Source data:
....

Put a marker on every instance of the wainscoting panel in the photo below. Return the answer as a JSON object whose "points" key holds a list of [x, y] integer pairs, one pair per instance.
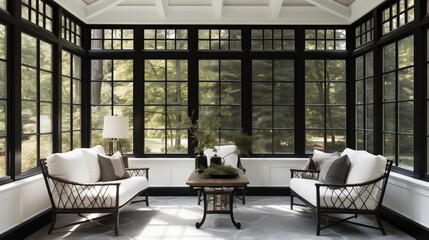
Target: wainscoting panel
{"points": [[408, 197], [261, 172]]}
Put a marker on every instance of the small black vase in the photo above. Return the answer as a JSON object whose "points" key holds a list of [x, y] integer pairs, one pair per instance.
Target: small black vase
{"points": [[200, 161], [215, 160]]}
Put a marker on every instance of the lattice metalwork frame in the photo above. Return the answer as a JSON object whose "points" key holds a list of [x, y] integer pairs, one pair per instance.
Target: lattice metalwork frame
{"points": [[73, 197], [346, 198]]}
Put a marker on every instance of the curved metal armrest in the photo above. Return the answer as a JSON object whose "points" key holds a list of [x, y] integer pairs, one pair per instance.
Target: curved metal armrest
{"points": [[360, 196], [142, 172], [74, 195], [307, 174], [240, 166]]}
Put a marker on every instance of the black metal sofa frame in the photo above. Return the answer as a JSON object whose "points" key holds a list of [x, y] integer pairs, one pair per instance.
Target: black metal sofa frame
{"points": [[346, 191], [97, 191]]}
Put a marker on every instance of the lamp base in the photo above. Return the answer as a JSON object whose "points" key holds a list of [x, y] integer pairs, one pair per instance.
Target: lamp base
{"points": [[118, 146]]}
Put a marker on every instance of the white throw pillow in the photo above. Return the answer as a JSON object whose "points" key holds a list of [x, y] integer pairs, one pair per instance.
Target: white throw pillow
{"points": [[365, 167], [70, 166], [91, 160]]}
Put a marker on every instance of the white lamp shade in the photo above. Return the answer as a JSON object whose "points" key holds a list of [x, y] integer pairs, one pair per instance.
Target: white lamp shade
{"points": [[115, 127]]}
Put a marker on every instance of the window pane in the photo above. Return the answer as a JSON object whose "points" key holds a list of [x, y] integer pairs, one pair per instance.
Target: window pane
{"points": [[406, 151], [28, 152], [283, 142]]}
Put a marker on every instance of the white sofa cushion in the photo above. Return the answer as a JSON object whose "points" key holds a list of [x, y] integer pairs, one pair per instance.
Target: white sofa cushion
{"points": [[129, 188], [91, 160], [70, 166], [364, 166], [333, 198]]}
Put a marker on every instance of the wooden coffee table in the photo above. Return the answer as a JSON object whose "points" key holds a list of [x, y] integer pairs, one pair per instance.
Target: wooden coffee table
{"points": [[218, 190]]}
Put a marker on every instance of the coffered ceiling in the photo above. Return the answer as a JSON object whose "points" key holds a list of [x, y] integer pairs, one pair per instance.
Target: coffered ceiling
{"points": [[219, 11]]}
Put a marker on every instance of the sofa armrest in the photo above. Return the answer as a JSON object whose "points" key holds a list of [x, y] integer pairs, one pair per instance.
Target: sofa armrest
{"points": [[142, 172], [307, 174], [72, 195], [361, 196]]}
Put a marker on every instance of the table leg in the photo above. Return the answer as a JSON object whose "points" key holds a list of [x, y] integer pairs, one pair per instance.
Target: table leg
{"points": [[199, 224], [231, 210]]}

....

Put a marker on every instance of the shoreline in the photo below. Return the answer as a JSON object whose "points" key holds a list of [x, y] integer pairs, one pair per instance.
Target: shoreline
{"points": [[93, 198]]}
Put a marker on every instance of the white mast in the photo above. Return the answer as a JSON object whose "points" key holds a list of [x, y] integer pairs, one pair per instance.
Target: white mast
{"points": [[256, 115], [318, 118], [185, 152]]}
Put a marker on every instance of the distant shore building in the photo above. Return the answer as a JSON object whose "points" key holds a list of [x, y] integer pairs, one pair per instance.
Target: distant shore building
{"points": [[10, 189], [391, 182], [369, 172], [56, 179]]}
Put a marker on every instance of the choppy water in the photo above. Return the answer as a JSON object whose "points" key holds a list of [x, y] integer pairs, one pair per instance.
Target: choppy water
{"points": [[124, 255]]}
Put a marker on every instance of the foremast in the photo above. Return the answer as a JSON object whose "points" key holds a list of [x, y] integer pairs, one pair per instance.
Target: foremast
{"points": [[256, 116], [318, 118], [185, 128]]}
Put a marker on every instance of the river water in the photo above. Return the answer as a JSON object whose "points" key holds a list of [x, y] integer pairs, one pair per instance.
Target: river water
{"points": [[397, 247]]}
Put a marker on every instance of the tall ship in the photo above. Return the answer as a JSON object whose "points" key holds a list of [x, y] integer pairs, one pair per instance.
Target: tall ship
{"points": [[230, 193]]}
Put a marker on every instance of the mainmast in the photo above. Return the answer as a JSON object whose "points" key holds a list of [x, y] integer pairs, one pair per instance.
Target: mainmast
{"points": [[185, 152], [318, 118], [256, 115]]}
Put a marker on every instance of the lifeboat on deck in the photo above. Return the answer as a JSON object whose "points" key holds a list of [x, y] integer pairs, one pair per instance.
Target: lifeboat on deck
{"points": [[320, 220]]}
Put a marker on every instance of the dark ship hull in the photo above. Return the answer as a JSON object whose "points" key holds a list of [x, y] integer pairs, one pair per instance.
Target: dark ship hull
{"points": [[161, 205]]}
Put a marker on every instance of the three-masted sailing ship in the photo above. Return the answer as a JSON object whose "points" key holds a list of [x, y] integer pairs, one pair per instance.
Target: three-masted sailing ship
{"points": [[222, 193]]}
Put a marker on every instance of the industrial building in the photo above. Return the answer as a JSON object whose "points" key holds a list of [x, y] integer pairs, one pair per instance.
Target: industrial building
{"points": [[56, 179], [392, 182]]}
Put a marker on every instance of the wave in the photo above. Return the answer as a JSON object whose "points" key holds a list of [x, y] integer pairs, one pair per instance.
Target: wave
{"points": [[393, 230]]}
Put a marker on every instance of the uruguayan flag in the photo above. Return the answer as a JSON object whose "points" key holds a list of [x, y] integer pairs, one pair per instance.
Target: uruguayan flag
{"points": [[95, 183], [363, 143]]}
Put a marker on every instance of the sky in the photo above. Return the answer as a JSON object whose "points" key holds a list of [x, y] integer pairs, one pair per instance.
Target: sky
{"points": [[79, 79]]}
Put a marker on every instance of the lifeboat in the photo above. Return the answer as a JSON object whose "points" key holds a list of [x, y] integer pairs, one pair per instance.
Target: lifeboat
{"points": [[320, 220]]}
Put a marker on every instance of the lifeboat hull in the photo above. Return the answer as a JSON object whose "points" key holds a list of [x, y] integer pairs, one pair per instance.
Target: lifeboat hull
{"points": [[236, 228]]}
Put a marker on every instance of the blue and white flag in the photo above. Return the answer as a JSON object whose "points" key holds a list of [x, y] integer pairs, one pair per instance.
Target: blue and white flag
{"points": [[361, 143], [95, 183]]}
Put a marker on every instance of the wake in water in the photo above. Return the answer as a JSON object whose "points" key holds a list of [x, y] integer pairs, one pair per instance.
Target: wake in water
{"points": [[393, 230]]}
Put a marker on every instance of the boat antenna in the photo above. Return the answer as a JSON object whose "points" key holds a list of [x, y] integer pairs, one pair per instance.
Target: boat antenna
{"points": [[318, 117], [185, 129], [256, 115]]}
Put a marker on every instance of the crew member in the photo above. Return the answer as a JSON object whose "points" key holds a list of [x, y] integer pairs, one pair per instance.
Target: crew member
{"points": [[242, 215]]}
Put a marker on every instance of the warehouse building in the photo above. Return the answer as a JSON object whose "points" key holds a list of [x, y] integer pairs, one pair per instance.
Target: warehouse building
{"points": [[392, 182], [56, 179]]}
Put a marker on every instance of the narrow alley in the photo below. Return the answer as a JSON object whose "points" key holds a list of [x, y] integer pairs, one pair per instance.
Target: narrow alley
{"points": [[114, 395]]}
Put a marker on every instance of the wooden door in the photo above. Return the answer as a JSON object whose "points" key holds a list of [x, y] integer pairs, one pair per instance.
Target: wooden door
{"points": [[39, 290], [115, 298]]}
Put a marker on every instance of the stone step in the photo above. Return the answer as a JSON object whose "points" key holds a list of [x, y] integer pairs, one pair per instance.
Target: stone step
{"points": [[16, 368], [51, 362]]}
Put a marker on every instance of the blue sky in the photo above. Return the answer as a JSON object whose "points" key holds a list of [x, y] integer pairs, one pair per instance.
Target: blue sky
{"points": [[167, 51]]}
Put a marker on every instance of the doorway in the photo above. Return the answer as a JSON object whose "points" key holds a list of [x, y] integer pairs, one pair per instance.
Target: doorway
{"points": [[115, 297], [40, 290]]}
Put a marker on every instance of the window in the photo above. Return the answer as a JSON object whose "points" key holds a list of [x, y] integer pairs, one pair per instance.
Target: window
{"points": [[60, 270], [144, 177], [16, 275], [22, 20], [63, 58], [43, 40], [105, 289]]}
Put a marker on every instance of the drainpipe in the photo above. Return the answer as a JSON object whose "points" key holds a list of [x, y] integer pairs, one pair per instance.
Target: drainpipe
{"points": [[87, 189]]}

....

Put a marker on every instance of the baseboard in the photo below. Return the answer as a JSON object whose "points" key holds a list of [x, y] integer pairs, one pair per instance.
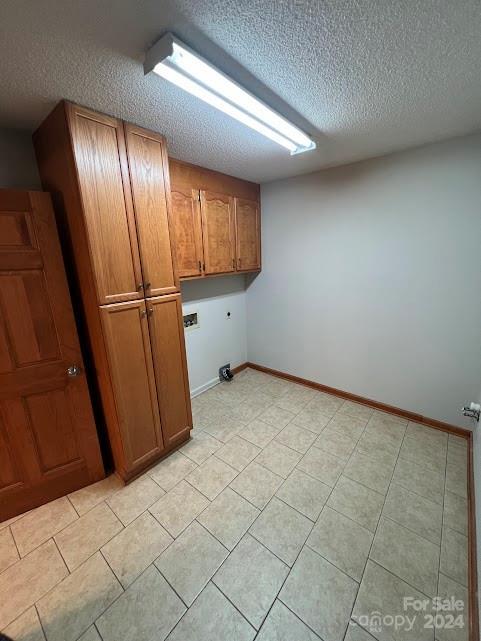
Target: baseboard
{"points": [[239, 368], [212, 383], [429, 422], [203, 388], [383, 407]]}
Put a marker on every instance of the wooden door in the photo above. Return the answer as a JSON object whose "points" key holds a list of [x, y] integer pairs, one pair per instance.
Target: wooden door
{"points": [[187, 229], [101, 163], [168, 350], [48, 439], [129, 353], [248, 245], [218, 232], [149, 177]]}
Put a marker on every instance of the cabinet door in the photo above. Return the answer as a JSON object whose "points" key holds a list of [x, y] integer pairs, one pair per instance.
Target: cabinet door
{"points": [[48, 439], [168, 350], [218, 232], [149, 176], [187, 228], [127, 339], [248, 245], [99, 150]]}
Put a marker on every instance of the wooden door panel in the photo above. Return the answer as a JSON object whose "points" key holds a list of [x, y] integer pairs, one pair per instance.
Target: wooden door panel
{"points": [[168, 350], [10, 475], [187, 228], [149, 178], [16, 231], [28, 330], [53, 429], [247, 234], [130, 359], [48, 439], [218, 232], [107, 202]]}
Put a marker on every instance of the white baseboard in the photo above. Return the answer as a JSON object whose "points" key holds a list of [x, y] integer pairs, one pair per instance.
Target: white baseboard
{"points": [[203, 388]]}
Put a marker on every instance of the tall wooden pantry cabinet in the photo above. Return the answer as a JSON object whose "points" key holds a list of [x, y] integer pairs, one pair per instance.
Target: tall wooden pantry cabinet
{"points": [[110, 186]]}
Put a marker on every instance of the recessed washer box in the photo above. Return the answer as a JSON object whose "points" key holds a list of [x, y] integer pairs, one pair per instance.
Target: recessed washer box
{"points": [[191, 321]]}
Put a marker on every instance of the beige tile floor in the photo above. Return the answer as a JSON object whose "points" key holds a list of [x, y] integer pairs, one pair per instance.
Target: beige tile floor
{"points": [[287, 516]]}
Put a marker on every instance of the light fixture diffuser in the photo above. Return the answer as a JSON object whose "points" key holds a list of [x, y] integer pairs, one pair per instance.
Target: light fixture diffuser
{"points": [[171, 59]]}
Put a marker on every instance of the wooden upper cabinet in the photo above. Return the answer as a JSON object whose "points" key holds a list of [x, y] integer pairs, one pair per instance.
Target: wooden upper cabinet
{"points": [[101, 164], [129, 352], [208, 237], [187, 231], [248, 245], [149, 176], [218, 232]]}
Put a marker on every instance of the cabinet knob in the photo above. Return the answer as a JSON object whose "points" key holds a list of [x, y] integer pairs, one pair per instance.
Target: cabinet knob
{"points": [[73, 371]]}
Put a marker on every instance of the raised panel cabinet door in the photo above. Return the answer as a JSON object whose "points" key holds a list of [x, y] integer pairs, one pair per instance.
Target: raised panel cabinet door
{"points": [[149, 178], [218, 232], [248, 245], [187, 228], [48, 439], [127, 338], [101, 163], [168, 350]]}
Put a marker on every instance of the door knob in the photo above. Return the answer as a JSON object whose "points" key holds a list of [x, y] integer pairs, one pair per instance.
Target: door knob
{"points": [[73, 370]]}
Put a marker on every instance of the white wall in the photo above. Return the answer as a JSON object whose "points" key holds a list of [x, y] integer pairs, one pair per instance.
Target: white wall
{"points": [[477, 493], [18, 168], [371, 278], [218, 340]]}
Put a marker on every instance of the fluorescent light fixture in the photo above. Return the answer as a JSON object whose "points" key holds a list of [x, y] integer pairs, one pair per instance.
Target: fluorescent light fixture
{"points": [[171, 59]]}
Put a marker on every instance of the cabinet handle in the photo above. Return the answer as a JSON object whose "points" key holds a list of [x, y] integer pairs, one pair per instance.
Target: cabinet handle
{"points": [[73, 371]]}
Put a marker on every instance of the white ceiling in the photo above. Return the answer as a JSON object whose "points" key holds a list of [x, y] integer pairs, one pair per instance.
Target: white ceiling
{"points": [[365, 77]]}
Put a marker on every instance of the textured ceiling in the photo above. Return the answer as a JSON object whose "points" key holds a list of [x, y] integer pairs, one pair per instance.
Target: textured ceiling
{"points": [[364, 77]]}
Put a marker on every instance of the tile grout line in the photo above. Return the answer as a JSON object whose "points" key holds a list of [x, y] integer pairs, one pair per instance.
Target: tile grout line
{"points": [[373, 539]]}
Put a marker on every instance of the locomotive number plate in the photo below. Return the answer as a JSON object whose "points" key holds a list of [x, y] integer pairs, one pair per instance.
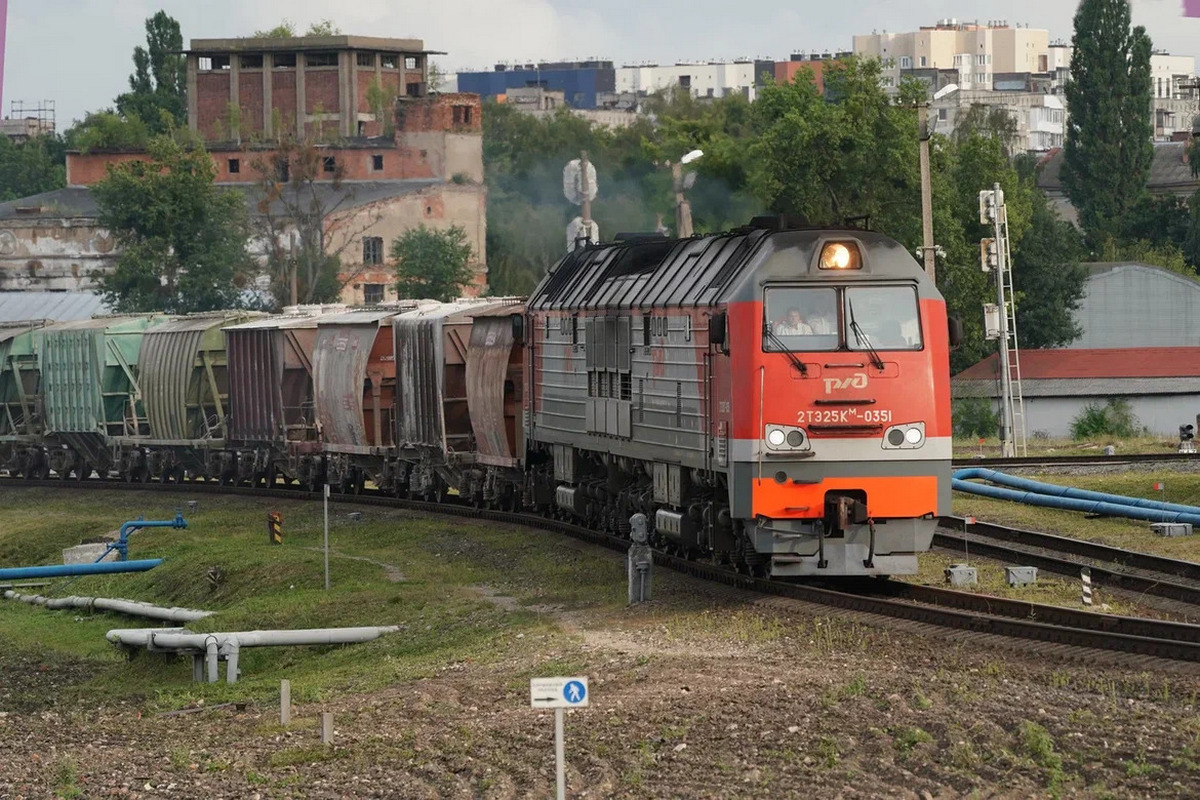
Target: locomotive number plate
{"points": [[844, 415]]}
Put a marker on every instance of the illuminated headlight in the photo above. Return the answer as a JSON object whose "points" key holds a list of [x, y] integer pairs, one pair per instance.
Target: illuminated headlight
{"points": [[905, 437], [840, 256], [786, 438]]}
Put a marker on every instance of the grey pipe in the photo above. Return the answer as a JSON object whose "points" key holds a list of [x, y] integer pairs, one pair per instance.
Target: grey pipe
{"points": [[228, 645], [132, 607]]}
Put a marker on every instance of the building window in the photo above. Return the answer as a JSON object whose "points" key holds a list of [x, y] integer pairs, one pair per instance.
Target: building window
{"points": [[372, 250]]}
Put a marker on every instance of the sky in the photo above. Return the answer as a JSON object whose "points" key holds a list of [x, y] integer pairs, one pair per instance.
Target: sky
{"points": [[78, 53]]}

....

◆ **Problem description**: Give only the number of lines in the items above that contain the string "grout", counting matches in the same case.

◆ **Task answer**: 2